**Given instruction**:
Arrange the material, from its very beginning through the line containing "x=305, y=229" (inclusive), as a two-column CSV with the header entry,response. Give one row per entry, with its text under entry and its answer under response, each in a single quoted field with line breaks replaced by spaces.
********************
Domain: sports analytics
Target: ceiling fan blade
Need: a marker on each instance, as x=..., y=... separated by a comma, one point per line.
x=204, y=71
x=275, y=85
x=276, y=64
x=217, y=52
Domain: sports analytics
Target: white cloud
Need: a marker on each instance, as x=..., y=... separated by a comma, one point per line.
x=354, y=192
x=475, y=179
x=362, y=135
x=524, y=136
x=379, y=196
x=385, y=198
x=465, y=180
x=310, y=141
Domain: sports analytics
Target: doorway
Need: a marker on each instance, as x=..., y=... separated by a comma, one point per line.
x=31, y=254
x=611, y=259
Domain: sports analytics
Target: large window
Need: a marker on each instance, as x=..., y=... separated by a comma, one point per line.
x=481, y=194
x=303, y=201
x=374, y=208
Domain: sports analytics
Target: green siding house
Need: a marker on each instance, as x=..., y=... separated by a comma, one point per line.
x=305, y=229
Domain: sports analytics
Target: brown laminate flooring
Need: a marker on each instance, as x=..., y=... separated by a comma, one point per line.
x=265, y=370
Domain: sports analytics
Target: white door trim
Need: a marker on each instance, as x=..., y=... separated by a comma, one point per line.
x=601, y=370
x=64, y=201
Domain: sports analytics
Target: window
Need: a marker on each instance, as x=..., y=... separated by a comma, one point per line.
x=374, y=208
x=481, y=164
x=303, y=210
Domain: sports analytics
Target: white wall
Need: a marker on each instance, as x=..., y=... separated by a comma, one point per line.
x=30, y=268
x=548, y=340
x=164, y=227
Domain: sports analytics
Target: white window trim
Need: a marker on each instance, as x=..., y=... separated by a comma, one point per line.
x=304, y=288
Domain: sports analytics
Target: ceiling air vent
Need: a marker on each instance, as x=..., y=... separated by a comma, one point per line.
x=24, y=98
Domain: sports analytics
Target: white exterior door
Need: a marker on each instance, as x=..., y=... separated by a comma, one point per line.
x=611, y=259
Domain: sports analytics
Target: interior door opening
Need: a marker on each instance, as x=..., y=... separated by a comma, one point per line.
********************
**Problem solution**:
entry,response
"Domain: sports analytics Target: ceiling fan blade Need: a marker on each instance, as x=..., y=... separated by a comma, one point per line.","x=204, y=71 x=275, y=85 x=276, y=64 x=217, y=52"
"Domain: sports analytics Target: white cloud Need: a marker on each instance, as x=..., y=... separated by a comma, one point per line.","x=354, y=192 x=475, y=179 x=362, y=135 x=524, y=136 x=379, y=196 x=385, y=198 x=465, y=180 x=310, y=141"
"Domain: sports analytics Target: doorway Need: a marker on each instance, as x=..., y=... separated by a comma, one point per line.","x=31, y=254 x=611, y=259"
"Domain: sports analytics Target: large window Need: a marker on each instance, as x=..., y=... separated by a comma, one point per line.","x=481, y=194 x=303, y=201 x=374, y=208"
"Domain: sports analytics Target: green siding house Need: a marker on each instance, as x=..., y=... separated by a comma, one point per line.","x=305, y=229"